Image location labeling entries
◇ ◇ ◇ ◇

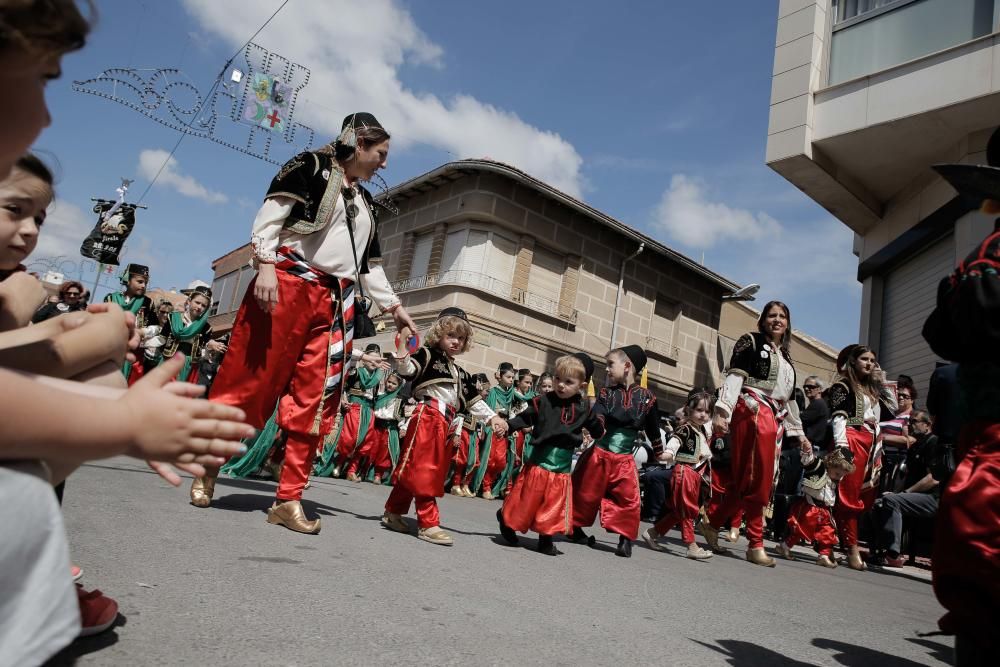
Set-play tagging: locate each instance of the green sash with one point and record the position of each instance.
(184, 333)
(133, 307)
(258, 449)
(618, 440)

◇ ◇ ◇ ◇

> [INSTRUCTION] Rewrite every line of the records, including the requests but leaving out the pictures, and raise each coordinate in the answers by 144.

> [RESULT OF THE TASK]
Set-play tagging: locate each instance of the green sash with one point and record the position of each instance.
(328, 477)
(277, 451)
(402, 593)
(762, 584)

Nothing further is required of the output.